═════ EXCERPTED TEXT ═════

The Voice: Commentary

Monday, November 06, 2006

The Lazed, the Glazed and the Sloth

Why Reading Break is no longer necessary
by: Jordan Vetro

I write here today to make a plea to the school to deter from a deadly and harmful tradition that is ruining the minds of our students and encouraging irresponsibility and laziness. This is the reading week. Hundreds of students who would benefit from another solid week of school work, are ripped from their studies and allowed to be idle and carefree. They call it reading break, but the uncultured and uneducated have taken this thing and skewered it beyond recognition until it is an outlet for a need for decadence and sloth.
How can one trust students to dedicate themselves to their work? How can one expect that a week without classes will encourage dedication and hard work when students are not under the careful and caring eye of “Big Brother”?
'Nay' I say, 'Nay and nay again!' We must not be so careless as to give these students a chance to develop a lack of dedication which will carry over into their later school work.

═════

REQUIRED WORK
**a.** In the commentary, what two things does the writer say the reading week tradition is encouraging?
**b.** Locate every line of the entries that contains the string "concrete", treating uppercase and lowercase as distinct, and copy each such line.
The commentary and the entries are unrelated to each other.

═════ INPUT RECORDS ═════

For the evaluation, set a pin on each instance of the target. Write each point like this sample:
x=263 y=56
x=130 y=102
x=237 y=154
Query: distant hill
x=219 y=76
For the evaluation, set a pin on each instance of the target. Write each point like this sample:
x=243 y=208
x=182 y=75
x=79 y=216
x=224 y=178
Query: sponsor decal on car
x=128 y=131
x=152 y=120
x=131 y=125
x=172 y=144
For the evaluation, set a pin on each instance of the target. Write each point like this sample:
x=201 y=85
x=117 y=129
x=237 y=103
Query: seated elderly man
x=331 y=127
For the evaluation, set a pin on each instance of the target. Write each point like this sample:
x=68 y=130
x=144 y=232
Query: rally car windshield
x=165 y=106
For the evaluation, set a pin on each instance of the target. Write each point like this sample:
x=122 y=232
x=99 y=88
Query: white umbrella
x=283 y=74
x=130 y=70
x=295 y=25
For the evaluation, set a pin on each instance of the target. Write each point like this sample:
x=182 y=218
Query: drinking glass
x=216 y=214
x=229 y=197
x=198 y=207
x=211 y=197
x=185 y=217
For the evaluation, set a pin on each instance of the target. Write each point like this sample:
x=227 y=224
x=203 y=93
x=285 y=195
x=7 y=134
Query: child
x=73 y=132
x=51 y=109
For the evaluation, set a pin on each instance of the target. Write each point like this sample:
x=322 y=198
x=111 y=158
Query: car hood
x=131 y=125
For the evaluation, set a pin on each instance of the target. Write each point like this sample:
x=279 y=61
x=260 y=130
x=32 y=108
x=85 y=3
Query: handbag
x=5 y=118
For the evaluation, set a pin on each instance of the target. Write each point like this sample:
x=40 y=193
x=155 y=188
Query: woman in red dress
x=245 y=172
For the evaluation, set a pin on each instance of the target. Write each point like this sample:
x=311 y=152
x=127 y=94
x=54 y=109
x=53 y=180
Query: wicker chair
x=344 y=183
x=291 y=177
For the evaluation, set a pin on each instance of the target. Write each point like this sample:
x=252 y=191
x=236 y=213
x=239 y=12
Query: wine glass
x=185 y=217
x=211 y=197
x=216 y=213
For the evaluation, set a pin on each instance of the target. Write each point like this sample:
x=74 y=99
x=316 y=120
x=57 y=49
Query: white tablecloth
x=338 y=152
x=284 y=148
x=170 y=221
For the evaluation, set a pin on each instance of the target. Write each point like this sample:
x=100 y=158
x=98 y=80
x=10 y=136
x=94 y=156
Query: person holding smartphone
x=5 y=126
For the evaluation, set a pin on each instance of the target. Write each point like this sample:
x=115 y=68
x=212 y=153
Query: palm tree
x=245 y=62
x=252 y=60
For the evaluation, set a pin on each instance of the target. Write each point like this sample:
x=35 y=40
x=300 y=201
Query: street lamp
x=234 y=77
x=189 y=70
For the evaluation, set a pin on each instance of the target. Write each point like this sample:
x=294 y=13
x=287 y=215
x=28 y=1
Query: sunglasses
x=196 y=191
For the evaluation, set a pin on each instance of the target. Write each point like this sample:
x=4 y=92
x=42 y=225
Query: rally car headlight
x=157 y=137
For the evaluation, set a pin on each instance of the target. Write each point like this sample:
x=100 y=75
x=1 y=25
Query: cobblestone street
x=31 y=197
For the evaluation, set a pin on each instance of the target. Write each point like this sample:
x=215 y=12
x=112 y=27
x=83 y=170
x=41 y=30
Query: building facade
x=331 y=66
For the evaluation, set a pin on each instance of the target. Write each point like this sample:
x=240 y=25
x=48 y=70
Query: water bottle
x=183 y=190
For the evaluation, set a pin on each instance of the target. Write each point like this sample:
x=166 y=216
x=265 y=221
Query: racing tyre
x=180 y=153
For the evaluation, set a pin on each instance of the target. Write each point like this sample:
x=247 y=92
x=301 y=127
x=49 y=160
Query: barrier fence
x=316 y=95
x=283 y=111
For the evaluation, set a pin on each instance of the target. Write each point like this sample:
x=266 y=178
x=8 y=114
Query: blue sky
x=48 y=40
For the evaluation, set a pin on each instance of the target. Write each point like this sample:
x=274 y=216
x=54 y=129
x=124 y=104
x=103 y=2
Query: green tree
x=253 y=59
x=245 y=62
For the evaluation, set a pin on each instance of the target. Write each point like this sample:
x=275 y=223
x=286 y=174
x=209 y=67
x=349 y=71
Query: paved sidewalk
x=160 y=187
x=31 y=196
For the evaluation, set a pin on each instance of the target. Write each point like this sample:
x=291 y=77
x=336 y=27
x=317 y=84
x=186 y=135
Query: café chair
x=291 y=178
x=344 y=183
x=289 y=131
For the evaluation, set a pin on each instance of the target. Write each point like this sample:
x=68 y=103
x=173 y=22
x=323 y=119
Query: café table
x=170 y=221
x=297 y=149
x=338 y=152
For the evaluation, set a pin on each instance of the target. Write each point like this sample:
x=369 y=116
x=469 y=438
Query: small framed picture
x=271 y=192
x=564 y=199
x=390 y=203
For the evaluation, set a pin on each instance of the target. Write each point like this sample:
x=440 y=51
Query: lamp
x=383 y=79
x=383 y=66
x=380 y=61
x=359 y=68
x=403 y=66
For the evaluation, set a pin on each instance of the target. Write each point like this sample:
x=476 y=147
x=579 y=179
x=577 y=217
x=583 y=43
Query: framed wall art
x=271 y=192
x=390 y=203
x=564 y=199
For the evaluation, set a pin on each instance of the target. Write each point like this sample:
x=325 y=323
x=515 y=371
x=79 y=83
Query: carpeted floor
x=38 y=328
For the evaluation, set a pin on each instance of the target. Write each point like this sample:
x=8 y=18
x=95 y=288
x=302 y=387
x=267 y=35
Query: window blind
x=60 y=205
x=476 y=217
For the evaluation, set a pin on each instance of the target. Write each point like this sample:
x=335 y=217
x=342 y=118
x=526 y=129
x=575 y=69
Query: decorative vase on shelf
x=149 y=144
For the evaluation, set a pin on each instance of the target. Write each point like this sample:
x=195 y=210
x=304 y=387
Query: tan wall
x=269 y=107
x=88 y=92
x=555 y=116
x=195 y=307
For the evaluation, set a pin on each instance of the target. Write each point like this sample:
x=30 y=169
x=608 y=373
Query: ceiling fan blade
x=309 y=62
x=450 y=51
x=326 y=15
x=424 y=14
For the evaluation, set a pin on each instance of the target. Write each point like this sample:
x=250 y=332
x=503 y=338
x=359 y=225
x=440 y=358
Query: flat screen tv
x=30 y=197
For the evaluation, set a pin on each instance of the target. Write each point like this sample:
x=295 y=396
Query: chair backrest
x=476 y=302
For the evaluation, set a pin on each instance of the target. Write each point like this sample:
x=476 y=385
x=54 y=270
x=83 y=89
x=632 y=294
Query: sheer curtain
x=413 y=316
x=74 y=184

═════
═════ INPUT RECORDS ═════

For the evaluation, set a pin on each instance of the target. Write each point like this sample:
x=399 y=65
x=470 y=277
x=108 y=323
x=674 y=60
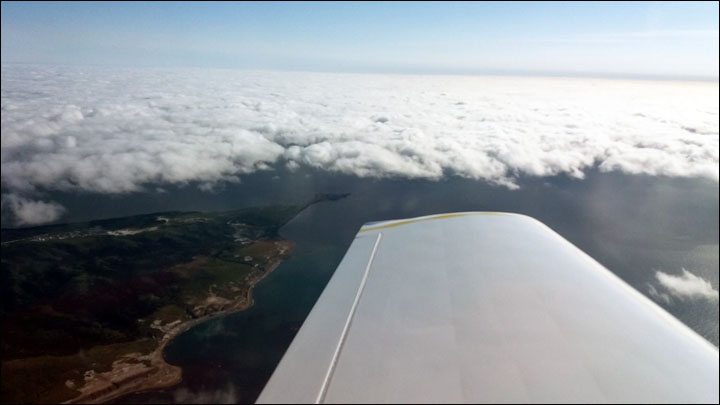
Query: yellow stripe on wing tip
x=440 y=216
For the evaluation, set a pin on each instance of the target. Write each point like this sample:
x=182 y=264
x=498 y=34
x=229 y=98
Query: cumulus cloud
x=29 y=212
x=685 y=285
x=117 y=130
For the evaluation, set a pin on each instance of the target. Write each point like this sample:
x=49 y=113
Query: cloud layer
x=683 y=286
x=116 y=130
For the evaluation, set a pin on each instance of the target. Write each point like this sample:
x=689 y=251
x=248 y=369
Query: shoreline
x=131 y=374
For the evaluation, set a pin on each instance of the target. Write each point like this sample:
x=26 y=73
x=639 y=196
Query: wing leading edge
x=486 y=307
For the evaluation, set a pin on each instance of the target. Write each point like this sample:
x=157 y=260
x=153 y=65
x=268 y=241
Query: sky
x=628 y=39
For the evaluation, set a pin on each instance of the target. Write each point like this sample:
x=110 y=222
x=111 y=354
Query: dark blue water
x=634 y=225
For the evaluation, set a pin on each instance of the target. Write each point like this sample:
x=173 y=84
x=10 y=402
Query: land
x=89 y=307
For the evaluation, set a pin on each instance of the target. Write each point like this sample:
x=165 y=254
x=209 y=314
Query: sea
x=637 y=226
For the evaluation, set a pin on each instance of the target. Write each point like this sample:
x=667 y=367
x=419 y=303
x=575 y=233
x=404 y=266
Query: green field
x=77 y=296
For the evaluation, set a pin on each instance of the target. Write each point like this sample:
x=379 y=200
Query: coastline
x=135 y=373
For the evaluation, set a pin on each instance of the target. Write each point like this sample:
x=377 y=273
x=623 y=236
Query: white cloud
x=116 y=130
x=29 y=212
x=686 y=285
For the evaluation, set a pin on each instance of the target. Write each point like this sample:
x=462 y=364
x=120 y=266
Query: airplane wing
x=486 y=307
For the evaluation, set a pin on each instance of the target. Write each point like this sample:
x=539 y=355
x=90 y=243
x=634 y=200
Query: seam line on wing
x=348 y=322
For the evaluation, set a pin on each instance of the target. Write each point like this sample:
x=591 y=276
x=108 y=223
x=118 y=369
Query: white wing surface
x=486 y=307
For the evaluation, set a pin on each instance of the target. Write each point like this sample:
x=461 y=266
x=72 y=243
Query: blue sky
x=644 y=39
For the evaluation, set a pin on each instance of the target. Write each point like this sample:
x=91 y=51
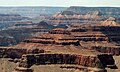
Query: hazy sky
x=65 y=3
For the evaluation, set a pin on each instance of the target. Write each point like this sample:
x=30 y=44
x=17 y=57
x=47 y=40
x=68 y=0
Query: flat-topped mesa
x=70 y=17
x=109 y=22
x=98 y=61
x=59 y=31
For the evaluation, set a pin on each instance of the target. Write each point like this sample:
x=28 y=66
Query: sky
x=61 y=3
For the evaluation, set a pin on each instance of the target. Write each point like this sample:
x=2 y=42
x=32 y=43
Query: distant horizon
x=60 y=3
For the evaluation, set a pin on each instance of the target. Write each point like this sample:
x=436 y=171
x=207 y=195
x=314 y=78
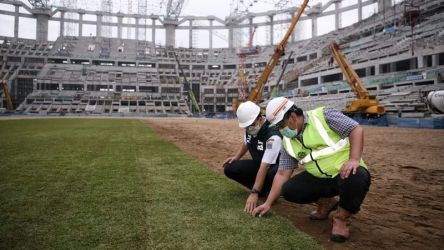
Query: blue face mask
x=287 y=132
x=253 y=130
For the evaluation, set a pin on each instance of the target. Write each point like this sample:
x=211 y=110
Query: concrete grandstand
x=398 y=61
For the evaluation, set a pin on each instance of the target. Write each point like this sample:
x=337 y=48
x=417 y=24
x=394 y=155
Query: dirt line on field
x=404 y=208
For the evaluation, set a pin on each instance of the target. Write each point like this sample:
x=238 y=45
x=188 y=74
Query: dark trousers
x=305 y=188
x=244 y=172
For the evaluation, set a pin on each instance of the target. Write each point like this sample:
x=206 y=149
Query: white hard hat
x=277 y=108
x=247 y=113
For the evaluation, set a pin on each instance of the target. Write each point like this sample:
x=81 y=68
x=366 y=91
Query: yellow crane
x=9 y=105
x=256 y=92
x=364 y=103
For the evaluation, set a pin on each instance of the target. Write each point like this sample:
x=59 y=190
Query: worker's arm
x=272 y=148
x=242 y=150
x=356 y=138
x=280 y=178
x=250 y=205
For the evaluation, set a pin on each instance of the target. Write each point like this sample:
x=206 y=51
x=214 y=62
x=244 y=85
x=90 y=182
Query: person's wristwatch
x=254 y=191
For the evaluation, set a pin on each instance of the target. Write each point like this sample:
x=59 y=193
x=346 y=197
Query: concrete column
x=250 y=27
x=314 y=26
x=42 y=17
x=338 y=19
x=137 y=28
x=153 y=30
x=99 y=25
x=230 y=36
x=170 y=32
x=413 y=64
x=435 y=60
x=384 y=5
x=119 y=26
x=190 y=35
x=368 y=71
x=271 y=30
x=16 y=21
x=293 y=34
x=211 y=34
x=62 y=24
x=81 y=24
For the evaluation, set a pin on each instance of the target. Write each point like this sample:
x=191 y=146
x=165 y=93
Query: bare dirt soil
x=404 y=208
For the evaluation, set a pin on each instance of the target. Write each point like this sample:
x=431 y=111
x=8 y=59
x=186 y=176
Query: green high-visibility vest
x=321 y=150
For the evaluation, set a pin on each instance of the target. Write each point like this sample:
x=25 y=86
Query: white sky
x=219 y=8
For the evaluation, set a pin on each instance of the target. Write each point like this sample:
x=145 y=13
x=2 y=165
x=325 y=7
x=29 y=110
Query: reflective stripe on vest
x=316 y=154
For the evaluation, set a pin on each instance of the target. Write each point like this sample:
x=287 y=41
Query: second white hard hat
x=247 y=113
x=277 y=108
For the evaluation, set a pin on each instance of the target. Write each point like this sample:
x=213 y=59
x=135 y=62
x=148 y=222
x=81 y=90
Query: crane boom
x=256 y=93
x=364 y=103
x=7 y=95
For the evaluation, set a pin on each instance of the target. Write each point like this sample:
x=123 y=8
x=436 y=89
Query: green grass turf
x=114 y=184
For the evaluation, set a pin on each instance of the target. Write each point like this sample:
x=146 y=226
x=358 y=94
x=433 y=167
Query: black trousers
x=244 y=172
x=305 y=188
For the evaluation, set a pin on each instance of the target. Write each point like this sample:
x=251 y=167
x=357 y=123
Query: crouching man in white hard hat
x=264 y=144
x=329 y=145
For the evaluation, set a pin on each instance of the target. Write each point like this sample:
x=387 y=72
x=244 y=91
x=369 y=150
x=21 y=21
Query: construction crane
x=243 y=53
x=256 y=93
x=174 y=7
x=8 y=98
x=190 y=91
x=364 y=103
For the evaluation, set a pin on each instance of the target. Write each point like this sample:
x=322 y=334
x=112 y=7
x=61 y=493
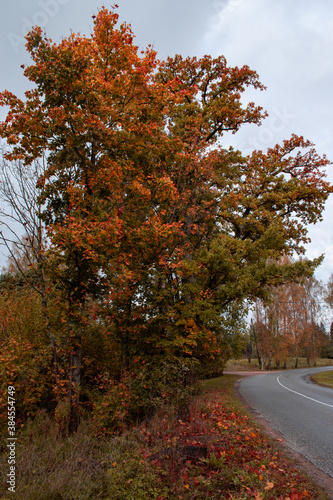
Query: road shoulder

═════
═════ INPUT RECORDS ═════

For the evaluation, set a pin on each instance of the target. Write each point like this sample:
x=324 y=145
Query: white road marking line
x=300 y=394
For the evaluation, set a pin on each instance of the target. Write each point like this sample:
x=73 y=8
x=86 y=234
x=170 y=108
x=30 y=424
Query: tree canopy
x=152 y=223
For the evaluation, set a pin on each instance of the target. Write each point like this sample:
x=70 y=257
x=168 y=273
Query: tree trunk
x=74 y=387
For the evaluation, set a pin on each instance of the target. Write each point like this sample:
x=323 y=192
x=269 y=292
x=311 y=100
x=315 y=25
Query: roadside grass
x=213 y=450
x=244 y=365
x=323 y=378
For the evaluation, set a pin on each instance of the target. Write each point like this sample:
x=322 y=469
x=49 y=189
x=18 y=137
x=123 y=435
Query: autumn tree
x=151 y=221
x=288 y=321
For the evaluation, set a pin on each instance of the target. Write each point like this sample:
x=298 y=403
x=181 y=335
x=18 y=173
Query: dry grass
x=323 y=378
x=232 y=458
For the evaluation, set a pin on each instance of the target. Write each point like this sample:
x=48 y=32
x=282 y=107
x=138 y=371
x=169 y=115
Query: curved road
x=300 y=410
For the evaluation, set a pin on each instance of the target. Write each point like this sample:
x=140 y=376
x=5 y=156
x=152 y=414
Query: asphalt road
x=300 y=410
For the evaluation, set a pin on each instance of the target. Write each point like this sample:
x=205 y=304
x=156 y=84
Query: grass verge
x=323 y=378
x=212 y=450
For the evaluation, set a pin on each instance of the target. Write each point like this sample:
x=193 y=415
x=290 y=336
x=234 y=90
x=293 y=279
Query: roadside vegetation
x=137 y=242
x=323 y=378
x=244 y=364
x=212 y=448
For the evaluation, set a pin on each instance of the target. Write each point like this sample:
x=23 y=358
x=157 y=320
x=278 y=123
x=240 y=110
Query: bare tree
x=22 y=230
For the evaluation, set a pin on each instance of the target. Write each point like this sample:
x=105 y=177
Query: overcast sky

═════

EXPECTED RESPONSES
**a.** Irresponsibility and laziness.

**b.**
Query: concrete grandstand
Query: concrete column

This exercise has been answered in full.